_Problem_: Please copy out every line of the material from the one containing "outline --target=fur hat" down to the one containing "[[[73,45],[73,42],[71,40],[64,40],[63,45]]]", both ends included, shifting each x and y coordinate in the outline answers up by 123 and leaving everything else unchanged.

_Data lines_:
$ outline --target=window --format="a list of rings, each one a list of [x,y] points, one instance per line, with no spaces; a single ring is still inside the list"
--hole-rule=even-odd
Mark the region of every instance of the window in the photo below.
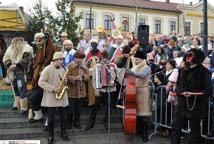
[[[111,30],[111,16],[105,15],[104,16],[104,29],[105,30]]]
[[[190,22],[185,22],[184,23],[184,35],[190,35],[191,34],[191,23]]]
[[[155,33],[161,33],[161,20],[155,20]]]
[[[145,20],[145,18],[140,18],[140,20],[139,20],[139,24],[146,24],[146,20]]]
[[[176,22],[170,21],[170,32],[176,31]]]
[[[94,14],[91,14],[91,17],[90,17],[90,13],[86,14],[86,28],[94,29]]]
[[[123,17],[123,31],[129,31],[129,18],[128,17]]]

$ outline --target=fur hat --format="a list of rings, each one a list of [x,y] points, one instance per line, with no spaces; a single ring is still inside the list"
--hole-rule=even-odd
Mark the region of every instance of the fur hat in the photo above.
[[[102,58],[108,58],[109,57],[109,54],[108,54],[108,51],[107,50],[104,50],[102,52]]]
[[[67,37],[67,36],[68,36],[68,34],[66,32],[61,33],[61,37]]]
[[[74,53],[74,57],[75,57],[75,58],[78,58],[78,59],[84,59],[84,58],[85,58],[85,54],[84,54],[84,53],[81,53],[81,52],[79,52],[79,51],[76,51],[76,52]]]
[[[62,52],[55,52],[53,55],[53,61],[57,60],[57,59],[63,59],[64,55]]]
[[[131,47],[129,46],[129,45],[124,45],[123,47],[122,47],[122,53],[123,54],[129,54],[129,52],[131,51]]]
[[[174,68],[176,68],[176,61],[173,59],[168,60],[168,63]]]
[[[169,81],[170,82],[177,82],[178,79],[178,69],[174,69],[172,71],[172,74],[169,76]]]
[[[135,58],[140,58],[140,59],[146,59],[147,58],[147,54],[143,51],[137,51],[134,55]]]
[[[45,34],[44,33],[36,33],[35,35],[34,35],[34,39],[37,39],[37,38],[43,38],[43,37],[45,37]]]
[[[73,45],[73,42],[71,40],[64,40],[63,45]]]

==

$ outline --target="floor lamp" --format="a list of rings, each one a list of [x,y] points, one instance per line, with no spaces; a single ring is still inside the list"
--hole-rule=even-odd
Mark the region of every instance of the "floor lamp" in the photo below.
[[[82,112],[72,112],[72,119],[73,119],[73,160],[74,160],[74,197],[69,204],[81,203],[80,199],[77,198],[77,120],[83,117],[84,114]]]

_Finished exercise_:
$ outline --target=fur hat --format="a list of rings, each one a list of [x,y] points, one instance per line, with no spaces; a single ring is still inside the list"
--hole-rule=even-odd
Mark the region of every instance of the fur hat in the photo above.
[[[225,181],[231,181],[232,180],[232,177],[231,177],[231,174],[230,173],[227,173],[225,175]]]
[[[190,160],[190,159],[191,159],[191,157],[189,155],[184,156],[184,160]]]
[[[197,176],[197,180],[198,180],[198,181],[201,181],[201,182],[207,182],[207,181],[208,181],[208,177],[207,177],[207,176],[204,176],[204,175],[202,175],[202,174],[199,174],[199,175]]]
[[[185,175],[178,175],[176,178],[176,184],[180,183],[180,182],[186,182],[187,178]]]
[[[254,170],[252,169],[252,168],[247,168],[246,170],[245,170],[245,176],[246,177],[252,177],[252,175],[254,174]]]
[[[297,191],[299,191],[299,184],[296,182],[291,183],[291,186]]]
[[[292,204],[293,205],[300,205],[301,202],[301,192],[297,192],[295,194],[295,197],[292,199]]]
[[[258,181],[263,181],[263,182],[269,182],[270,181],[270,177],[266,174],[260,174],[257,178]]]
[[[168,157],[167,156],[159,156],[158,158],[157,158],[157,162],[160,162],[160,161],[166,161],[166,160],[168,160]]]
[[[196,168],[196,165],[194,163],[187,163],[186,168]]]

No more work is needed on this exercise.